OBJECTIVE: Copy the records below again, requests included, from the line with "of the textured" through the end of the records. Shift each answer point by adding 63 to both its x and its y coordinate.

#### THE DATA ####

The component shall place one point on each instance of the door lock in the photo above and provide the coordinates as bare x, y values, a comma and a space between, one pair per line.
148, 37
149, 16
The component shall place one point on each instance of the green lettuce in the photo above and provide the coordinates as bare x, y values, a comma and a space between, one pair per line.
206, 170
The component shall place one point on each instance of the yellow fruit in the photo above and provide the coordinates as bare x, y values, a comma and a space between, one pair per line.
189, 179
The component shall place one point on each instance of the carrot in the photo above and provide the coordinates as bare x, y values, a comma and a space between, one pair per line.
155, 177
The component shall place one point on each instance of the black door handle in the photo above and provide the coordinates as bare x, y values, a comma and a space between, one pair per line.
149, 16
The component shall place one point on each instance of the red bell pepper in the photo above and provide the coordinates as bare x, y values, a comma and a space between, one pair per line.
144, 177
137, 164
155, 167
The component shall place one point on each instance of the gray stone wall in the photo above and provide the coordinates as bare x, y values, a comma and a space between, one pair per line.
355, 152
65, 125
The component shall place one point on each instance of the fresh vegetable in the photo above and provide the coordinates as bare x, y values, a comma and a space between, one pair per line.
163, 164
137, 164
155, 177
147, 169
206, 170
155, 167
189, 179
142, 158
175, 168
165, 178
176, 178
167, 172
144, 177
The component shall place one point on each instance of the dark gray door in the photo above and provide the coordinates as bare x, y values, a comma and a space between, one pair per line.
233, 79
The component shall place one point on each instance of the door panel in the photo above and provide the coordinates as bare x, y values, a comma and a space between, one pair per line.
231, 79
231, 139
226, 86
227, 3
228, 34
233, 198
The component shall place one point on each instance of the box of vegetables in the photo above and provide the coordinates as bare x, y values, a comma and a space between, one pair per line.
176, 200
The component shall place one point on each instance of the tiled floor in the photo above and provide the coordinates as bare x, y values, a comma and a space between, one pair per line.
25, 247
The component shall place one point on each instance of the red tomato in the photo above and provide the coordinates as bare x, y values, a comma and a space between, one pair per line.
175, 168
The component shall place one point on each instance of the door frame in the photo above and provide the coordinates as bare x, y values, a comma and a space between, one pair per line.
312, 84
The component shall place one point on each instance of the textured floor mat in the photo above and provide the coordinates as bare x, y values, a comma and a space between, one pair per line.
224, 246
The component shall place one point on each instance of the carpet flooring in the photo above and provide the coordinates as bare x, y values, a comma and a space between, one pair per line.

####

THE ANSWER:
The component shall place one point on each instance of the textured floor mat in the photo above and provide the coordinates as bare x, y values, a comma and a space between, one pair per line.
287, 309
The component shall place one point on each instance of the carpet flooring in the photo above and provide the coordinates as bare x, y values, a comma and a space between, one pair per line.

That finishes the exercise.